- Given text:
The Biden administration has put in place sanctions targeting the head of the Cuban military, the Cuban Minister of Defense, as well as the government’s special forces unit called the Boinas Negras, also known as the Black Berets, that the government deployed to crack down on protestors.
“This is just the beginning—the United States will continue to sanction individuals responsible for oppression of the Cuban people,” Biden said in a July 22 statement.
“As we hold the Cuban regime accountable, our support for the Cuban people is unwavering and we are making sure Cuban Americans are a vital partner in our efforts to provide relief to suffering people on the Island.”
Biden added that the White House is working with various organizations to “provide internet access to the Cuban people that circumvents the regime’s censorship efforts,” as well as reviewing policy “to determine how we can maximize support to the Cuban people.”

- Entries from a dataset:
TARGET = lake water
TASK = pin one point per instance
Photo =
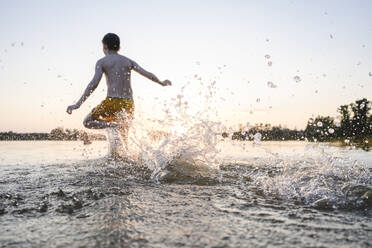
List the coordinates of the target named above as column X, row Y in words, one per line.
column 269, row 194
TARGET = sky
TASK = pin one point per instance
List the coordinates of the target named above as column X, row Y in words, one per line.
column 48, row 50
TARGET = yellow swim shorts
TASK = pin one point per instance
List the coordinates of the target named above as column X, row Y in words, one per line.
column 110, row 108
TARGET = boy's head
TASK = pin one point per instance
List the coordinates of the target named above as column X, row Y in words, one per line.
column 112, row 41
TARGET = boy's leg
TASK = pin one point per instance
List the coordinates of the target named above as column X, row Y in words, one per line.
column 91, row 123
column 125, row 123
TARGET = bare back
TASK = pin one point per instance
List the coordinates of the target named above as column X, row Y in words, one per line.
column 117, row 69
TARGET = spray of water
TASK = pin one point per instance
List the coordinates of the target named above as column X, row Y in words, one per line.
column 183, row 140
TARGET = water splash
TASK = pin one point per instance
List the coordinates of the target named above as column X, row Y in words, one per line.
column 182, row 140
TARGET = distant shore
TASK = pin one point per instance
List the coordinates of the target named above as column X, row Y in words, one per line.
column 55, row 134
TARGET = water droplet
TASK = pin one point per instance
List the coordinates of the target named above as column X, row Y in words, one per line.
column 297, row 79
column 257, row 138
column 271, row 85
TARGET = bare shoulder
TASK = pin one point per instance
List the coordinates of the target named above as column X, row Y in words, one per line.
column 129, row 62
column 101, row 61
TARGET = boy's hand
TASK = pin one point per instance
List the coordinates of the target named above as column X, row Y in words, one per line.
column 166, row 83
column 71, row 107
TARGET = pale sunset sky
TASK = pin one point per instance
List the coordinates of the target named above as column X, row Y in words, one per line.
column 48, row 50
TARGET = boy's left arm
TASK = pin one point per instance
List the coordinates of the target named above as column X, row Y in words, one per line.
column 90, row 88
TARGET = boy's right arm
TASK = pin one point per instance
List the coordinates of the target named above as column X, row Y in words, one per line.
column 149, row 75
column 90, row 88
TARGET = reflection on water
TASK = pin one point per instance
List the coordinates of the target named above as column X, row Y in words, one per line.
column 289, row 194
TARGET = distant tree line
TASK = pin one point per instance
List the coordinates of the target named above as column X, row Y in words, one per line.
column 353, row 125
column 55, row 134
column 267, row 132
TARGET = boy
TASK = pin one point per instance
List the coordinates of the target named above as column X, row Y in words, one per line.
column 117, row 69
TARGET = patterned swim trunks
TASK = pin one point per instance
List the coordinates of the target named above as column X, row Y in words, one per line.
column 110, row 109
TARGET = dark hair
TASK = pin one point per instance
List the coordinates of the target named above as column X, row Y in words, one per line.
column 112, row 41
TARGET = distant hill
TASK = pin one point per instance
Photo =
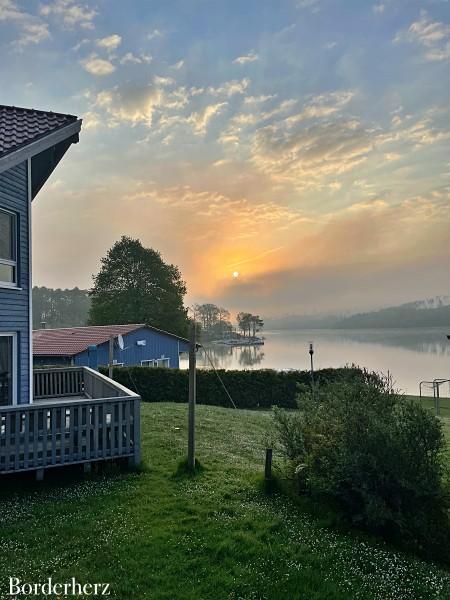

- Parts of the exercise:
A – Name every target of the sanctions listed in the passage on the Cuba sanctions.
B – According to the passage on the Cuba sanctions, for what purpose is the White House reviewing policy?
The entries play no part in the work on the text.

- Answer list:
A – The head of the Cuban military, the Cuban Minister of Defense, and the government's special forces unit called the Boinas Negras, also known as the Black Berets.

B – The White House is reviewing policy to determine how it can maximize support to the Cuban people.